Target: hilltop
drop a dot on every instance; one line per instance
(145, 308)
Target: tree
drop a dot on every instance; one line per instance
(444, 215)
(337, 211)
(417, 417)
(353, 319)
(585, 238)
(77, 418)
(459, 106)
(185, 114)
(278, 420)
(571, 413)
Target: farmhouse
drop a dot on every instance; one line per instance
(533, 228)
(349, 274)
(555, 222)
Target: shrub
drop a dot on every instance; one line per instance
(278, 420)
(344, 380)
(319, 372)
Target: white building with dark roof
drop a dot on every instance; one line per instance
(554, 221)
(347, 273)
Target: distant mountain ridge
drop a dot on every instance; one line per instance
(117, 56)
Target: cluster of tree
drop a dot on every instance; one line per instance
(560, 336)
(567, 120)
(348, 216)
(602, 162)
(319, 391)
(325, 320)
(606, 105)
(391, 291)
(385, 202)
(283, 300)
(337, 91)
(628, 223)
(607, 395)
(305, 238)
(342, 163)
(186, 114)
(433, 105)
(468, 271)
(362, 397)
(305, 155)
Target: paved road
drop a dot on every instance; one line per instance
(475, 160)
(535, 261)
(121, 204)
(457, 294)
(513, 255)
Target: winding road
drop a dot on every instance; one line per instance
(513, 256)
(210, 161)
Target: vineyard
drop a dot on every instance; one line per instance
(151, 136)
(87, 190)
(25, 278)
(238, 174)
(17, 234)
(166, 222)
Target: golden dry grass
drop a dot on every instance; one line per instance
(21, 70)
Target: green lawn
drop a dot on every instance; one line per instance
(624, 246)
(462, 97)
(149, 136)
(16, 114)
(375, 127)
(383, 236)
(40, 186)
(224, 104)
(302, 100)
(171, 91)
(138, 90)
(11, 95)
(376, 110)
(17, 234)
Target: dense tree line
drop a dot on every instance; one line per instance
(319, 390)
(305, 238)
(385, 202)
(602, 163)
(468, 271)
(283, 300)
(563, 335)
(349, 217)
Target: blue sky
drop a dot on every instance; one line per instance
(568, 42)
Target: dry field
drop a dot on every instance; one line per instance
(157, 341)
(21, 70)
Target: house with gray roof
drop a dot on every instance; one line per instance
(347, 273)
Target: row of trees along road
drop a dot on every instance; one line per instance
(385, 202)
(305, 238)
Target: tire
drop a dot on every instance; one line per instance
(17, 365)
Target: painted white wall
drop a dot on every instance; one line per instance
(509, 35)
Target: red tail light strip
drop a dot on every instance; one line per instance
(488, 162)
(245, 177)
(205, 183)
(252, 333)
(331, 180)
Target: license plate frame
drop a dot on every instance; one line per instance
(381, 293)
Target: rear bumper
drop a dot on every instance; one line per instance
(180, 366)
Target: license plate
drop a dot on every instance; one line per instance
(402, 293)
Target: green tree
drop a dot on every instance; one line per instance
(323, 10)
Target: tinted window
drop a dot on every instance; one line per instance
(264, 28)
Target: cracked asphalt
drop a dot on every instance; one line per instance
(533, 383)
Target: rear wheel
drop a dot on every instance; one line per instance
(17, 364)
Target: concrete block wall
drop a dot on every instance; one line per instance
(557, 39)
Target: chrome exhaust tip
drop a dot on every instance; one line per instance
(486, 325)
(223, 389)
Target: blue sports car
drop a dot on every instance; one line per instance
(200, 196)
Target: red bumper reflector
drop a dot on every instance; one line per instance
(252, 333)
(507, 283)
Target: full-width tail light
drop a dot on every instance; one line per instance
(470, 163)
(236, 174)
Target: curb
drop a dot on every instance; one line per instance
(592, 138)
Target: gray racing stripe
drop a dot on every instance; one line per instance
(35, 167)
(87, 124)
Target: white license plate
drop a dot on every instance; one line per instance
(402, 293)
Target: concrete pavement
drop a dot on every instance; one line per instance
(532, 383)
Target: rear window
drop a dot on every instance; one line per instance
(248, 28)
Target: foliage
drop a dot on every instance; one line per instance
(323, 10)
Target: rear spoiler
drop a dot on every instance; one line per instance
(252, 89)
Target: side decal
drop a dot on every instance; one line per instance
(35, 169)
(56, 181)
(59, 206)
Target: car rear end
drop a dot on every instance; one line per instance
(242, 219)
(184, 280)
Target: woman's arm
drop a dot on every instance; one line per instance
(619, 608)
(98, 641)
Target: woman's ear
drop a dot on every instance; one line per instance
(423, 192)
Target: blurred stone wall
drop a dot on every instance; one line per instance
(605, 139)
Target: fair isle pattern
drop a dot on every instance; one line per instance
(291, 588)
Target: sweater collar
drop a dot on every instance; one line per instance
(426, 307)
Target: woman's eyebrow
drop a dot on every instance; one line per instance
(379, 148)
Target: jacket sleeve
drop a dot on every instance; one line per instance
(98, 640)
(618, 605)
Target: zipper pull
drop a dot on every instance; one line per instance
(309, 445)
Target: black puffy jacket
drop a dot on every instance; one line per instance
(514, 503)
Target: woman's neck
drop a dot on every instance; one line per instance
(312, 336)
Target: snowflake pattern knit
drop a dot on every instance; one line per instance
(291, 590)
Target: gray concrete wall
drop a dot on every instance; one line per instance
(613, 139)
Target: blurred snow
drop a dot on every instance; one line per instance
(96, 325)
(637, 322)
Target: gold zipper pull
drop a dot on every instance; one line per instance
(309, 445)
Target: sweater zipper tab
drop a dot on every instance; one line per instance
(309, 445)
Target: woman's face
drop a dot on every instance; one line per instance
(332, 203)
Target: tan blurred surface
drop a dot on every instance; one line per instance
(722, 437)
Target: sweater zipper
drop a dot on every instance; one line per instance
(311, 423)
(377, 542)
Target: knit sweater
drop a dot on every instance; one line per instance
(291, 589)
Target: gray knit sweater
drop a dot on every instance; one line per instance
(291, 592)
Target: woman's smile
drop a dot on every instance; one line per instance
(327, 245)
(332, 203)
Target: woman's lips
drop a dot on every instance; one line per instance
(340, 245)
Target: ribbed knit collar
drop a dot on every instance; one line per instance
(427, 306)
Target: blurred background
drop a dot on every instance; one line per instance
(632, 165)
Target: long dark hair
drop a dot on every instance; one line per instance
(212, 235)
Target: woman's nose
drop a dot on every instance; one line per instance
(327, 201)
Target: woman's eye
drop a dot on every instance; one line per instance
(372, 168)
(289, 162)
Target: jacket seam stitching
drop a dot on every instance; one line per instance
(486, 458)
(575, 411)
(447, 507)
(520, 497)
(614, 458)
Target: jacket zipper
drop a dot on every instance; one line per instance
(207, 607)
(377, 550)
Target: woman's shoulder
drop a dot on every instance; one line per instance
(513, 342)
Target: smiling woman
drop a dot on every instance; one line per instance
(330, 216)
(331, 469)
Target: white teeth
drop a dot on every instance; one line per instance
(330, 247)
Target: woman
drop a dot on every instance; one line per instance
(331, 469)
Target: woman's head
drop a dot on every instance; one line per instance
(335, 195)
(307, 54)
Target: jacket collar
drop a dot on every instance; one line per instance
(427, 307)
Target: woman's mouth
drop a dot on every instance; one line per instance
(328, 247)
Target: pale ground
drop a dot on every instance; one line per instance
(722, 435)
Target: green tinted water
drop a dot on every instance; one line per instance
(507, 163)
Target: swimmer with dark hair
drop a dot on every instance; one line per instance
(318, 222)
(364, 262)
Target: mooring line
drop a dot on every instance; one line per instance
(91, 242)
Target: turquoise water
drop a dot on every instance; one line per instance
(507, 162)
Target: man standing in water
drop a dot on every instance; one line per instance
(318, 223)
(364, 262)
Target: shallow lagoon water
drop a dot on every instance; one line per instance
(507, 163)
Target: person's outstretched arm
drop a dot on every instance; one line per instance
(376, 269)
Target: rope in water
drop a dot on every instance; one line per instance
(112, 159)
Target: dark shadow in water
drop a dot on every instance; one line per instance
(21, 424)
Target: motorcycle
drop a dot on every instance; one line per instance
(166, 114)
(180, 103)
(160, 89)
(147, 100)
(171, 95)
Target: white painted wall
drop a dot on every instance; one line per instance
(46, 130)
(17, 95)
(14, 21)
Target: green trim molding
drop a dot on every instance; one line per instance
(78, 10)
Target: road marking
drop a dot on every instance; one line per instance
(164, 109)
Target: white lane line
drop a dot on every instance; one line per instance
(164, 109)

- - - - -

Goal -> Output exactly the lines between the one containing "Target: shallow lagoon water" and the final line above, both inclusive.

Expected output ->
Target: shallow lagoon water
drop a dot on every instance; one line per instance
(507, 163)
Target: person's outstretched arm
drop a dot on every instance; one line per instance
(376, 269)
Target: rope in water
drop a dot on every instance; one line per instance
(112, 159)
Target: dark shadow in water
drop a dot on every instance; one line per instance
(21, 424)
Target: motorcycle
drop a dot on every instance; one line per instance
(166, 114)
(180, 103)
(160, 89)
(147, 100)
(171, 95)
Target: white painted wall
drop a dot on every instance; one line per instance
(46, 130)
(17, 95)
(14, 21)
Target: green trim molding
drop a dot on every instance; one line per instance
(78, 10)
Target: road marking
drop a dot on every instance; one line per instance
(164, 109)
Target: white lane line
drop a dot on every instance; one line per instance
(164, 109)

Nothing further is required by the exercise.